• _EXERCISE REQUIREMENTS_
Render the part of the rows below that opens with the line containing "Each instance of the orange" and closes with the last line as a Markdown table with the columns No. and Line, one numbered line per table row, skipping blank lines.

• _STORED RECORDS_
■ ■ ■
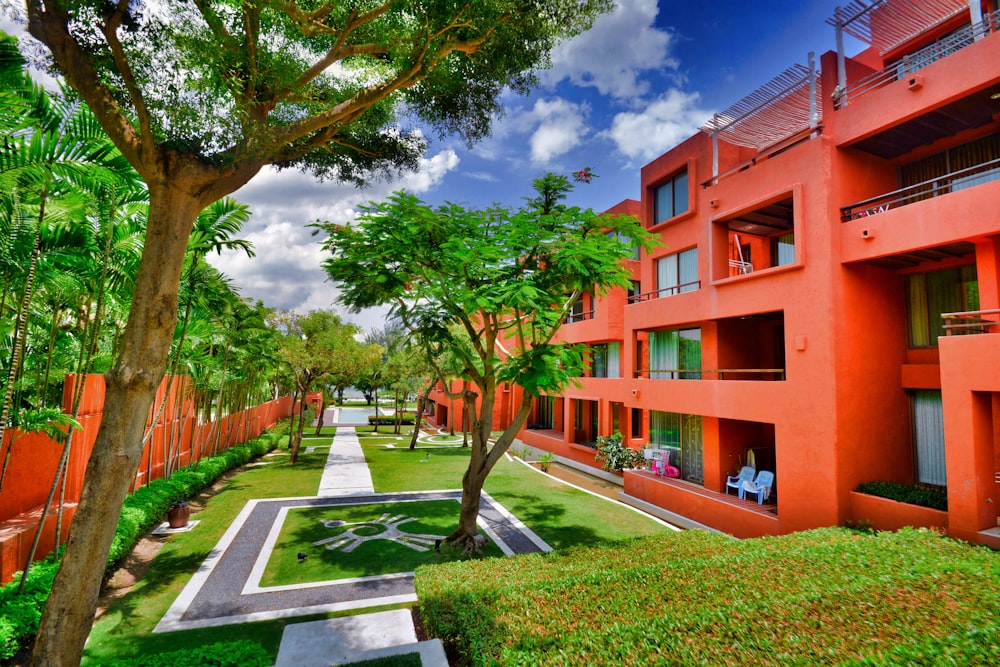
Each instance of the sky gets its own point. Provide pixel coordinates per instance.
(642, 80)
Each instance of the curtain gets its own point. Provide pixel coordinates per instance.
(688, 270)
(928, 431)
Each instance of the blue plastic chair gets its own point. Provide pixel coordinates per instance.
(760, 486)
(745, 474)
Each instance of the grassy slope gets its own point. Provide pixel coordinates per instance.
(828, 596)
(126, 629)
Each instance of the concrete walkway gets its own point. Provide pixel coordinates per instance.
(346, 472)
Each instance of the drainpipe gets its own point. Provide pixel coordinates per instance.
(813, 114)
(841, 65)
(976, 17)
(715, 146)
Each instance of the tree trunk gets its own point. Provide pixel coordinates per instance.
(297, 441)
(483, 459)
(322, 411)
(131, 387)
(422, 400)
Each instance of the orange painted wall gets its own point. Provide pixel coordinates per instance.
(35, 458)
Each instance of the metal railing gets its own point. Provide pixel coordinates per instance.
(919, 59)
(952, 182)
(666, 291)
(689, 373)
(971, 322)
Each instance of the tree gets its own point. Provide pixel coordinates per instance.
(199, 96)
(317, 346)
(498, 315)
■ ■ ■
• _WRITTEN RESPONSE_
| No. | Line |
|---|---|
| 1 | Each instance of the orange painted wall gets its own point. Provide pixel coordinates per instance. |
| 2 | (35, 458) |
| 3 | Each instance of the metal railing gets its own point. Provide pixel coordinates per instance. |
| 4 | (919, 59) |
| 5 | (952, 182) |
| 6 | (666, 291) |
| 7 | (689, 373) |
| 8 | (971, 322) |
| 9 | Each instance of the tree gets its own point. Provide pixel coordinates per instance. |
| 10 | (199, 96) |
| 11 | (317, 346) |
| 12 | (498, 315) |